::: Document segment :::

When I shop at the grocery store, I jockey for position in the shortest checkout line. Inevitably, the line I choose, though it may be the shortest, is also the slowest. So, I wait, sometimes conversing with folks I know, sometimes glancing at the tabloid headlines. For example, just recently I overheard an update on Britney Spears, one that I was not seeking. I just wanted to pay for my groceries and exit the store.

Ever since bursting onto the scene in in the movie “Oops, I Did It Again” Britney’s life has been high drama. She had a quick marriage to a boyfriend in Las Vegas followed by an equally quick divorce. She then married and divorced Kevin Federline. She famously shaved her head and kissed Madonna. It seems she has gotten her life in order and has been working out with a personal trainer. Not long ago at a Las Vegas show, a fan rushed the stage. Britney feared the man might have a gun, and she fled the scene. More high drama!

I listened as the checkout clerk and the lady who was in line ahead of me in line comment on the young celebrity’s history. I am not at all sure I have the details right.

“Bless her heart,” the woman said.

“Yes, bless her heart!” the clerk replied.

I wondered, “Bless her heart?” What exactly does that mean?

Southerners use the expression for several reasons. It can be used to soften or even disguise an insult. As long as the degrading comment is prefaced with “Bless her heart” or “Bless his heart,” the insult may seem sympathetic. “Bless his heart. He’s just not playing with a full deck.”  Or, “Bless her heart, I’m sure she thinks that dress looks good on her.”

The phrase can be used to buffer gossip, somehow making it seem more palatable. “You know, Ethel left her husband and then ran off with that highway patrolman.”

“Bless her heart, she always did make snap decisions.”

“I heard the patrolman lost his job because of Ethel. Bless his heart, he had to take a job as a night watchman down at the cattle barn.”

“With him working at night, there’s no telling what devilment Ethel might get into, bless her heart.”

As long as the person’s heart is blessed, the rumor comes across as less severe.

“Bless his heart. You know he does try to control his drinking problem.”

A friend announced to a church group, “My dentist told me I have to have a root canal and a crown on this broken tooth.”

As if they had rehearsed for a choral anthem, the group responded in unison, “Bless your heart!” It was a genuine expression of sympathy by caring people who could identify with the plight of the sufferer.

In its purest form, “Bless your heart” is a simple prayer.

The phrase “Bless your heart” seems to be most creatively used by a person from the South when speaking to or about a person from the North.

When I was a freshman in college, there was a fellow who, bless his heart, was from New York. He was a fine-looking young man except, bless his heart, he couldn’t do a thing with his hair. He had never even heard of a cowlick though, bless his heart, he carried a classic one on the back of his head.

He was smart enough. He did fine in languages in the classroom, both with English and with Spanish, but, bless his heart, he could not understand ordinary conversation. Y’all was a new word to him. He constantly said, “You guys.”

Simple sentences were a mystery. I once asked him to cut off the light, and, bless his heart, he started looking around for a pair of scissors or a knife.

::: Given material :::

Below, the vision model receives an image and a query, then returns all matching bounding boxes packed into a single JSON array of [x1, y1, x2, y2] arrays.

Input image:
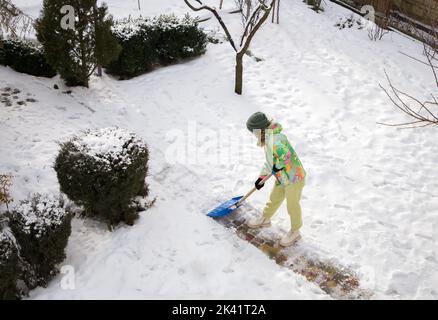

:::

* Stated exercise:
Carry on the essay about the Southern phrase "bless your heart," writing the paragraphs that come after its last sentence. The listing plays no part in the work here.

* Task response:
He drove a nice, late model automobile. I did not have a car, but I would sometimes borrow one from my uncle. When I asked the New Yorker if he could carry me to my uncle’s place of business, bless his heart, he thought I was expecting him to give me a piggyback ride. Bless his heart, he didn’t even know what piggyback meant.

He had no hesitation about cursing, though he didn’t know a thing about cussing. Bless his heart, he thought nothing of taking the Lord’s name in vain. My mama would have washed his mouth out with soap. Though I had grown up on a lumberyard, my mama had tried to teach me not to swear. Instead, I would say, “I swanee,” a euphemism for “I swear!” Mama, bless her heart, was not even sure if I should say that. She thought it might be a cuss word, too.

Other than country music and NASCAR, I suppose there is currently no institution that takes the ways of the South into the North quite like a company that was started in Lebanon, Tennessee. Not since General Robert E. Lee took his Confederate Army of Northern Virginia across the Mason-Dixon Line to fight General George Meade’s Union Army of the Potomac at Gettysburg, has there been a southern invasion quite like the peaceful one that the Cracker Barrel Restaurant chain has pulled off. From the rocking chairs on the front porch, to the Southern Gospel CDs displayed on spinning racks in the store, to the country cooking in the kitchen, Cracker Barrel can make a displaced soul from Dixie feel right at home. I swanee they can!

Several years ago, Clare and I were driving to Michigan to visit one of our children. We stopped at a Cracker Barrel in central Ohio tucked in between two of the hundreds of large cornfields. Everything about the place made us feel right at home, except for the waitress, bless her heart.

I knew we were in trouble when she said, “What can I bring you guys to drink?”

I perused the familiar menu, and we ordered breakfast; scrambled eggs, bacon, sausage, buttermilk biscuits with sawmill gravy, and grits, all low carb, of course.

“What was that last thing you ordered?” she asked.

“Grits,” I said.

“I don’t think we have any of that,” she said, scratching her head with her pencil.

I thought of all of those Ohio cornfields, stretching as far as the eye could see. We had just driven past miles of corn. So much corn, so few grits.

“Ask them back in the kitchen to fix me a bowl of grits. They’ll know what I mean.”

Sure enough, she brought grits with breakfast.

“Here they are. I’ve never heard of them,” she said.

“Bless your heart!” I said.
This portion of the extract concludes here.